Input material>
+ + + + + + +

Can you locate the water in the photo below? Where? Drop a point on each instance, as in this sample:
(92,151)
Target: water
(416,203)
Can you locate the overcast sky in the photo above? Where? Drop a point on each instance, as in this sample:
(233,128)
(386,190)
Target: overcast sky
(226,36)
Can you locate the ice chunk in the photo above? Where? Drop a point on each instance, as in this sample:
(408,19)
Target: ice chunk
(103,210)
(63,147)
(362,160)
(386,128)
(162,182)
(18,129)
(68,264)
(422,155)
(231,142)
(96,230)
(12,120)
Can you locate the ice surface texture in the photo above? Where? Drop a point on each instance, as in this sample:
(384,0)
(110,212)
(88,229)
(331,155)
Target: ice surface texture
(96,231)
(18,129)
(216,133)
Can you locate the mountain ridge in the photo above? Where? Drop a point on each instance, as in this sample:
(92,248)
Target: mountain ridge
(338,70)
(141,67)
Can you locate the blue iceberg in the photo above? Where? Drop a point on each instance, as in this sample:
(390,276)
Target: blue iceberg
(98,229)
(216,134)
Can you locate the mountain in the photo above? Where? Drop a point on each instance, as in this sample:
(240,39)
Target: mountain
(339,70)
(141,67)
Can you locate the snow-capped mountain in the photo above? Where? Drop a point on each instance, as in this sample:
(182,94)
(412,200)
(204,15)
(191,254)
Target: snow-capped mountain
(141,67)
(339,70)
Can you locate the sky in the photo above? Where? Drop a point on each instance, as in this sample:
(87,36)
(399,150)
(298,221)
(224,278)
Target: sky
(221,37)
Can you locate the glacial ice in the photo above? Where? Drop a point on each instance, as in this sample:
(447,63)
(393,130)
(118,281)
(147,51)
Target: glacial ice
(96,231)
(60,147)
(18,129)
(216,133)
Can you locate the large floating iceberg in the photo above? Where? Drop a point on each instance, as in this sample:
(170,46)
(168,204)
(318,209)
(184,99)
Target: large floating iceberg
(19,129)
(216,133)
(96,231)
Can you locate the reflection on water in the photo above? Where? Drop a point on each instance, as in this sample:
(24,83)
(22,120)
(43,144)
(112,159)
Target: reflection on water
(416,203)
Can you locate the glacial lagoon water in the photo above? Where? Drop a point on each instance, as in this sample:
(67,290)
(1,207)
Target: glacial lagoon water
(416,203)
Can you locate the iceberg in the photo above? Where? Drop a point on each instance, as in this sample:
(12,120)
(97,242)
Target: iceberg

+ + + + + + +

The problem>
Please write out the listing above again, putting "Place" in place of every "Drop" and leaving all else unchanged.

Response to this exercise>
Can you locate the water in the photo below? Where? Place a point on each instance, as in this sample:
(92,151)
Target: water
(416,203)
Can you locate the overcast sky in the photo above? Where? Place a point on each instance, as in this sample:
(233,128)
(386,190)
Target: overcast sky
(226,36)
Can you locate the ice chunk in the photo above? Where? Place a point on each instance, as in this sample:
(408,19)
Target: ice chunk
(103,210)
(63,147)
(362,160)
(386,128)
(162,182)
(18,129)
(68,264)
(422,155)
(231,142)
(96,230)
(12,120)
Can you locate the ice surface texture in the photo above? Where? Place a point on each instance, as in this sample:
(384,0)
(110,212)
(88,229)
(331,155)
Target: ice surface texture
(96,231)
(18,129)
(216,133)
Can you locate the mountain ridge in the photo above? Where? Place a point on each instance, as in this sample:
(92,248)
Target: mountain ridge
(338,70)
(141,67)
Can you locate the blue iceberg in the photo above? Where? Place a point on each instance, as in this sample:
(390,276)
Target: blue iceberg
(98,229)
(216,134)
Can you locate the mountain in the photo above? Where? Place a point on each instance, as in this sample:
(240,39)
Target: mountain
(339,70)
(141,67)
Can you locate the snow-capped mountain in the photo above? Where? Place a point on each instance, as in this sample:
(182,94)
(412,200)
(204,15)
(191,254)
Target: snow-capped mountain
(141,67)
(339,70)
Can you locate the sky in the photo above? Where? Place a point on each instance, as in this sample:
(87,36)
(399,150)
(298,221)
(224,278)
Target: sky
(221,37)
Can you locate the glacial ice in the photo above? Where? Place a point on each instance, as in this sample:
(447,63)
(393,130)
(118,281)
(147,51)
Target: glacial ice
(96,231)
(60,147)
(18,129)
(216,133)
Can you locate the large floating iceberg in the photo above? Where? Place a point on each instance, as in this sample:
(170,46)
(168,204)
(318,209)
(184,99)
Target: large floating iceberg
(19,129)
(216,133)
(96,231)
Can you locate the reflection on water in the photo above? Where? Place a point on each instance, as in this sample:
(24,83)
(22,120)
(43,144)
(112,159)
Target: reflection on water
(416,203)
Can you locate the glacial lagoon water in the photo above? Where? Place a point on each instance, as in this sample:
(67,290)
(1,207)
Target: glacial lagoon water
(416,203)
Can you locate the iceberg in the photo above? Where? Place a point on each instance, as in this sample:
(12,120)
(97,242)
Target: iceberg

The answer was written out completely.